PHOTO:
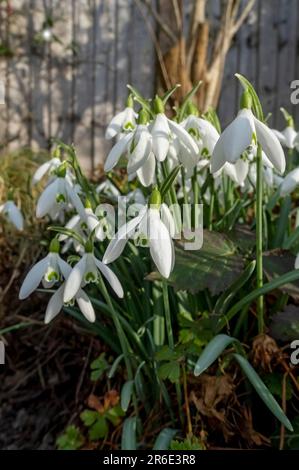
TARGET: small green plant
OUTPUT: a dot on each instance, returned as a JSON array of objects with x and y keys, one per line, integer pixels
[{"x": 71, "y": 439}]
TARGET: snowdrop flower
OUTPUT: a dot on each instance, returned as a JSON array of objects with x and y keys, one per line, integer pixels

| Problem description |
Each line from the one containing "TARGET: small green plant" to the end of the entries above should be copied exactly, and no other line.

| Result |
TARGET: small green plant
OUTPUT: a dot on each instance, returned as a JSON array of objects with x and y keys, one per line, integer pixels
[{"x": 71, "y": 439}]
TARGET: snowdrop flower
OUTPUT: a dot on each instance, returned as a JSON array of objects with x and y keys, one per line, integer pixels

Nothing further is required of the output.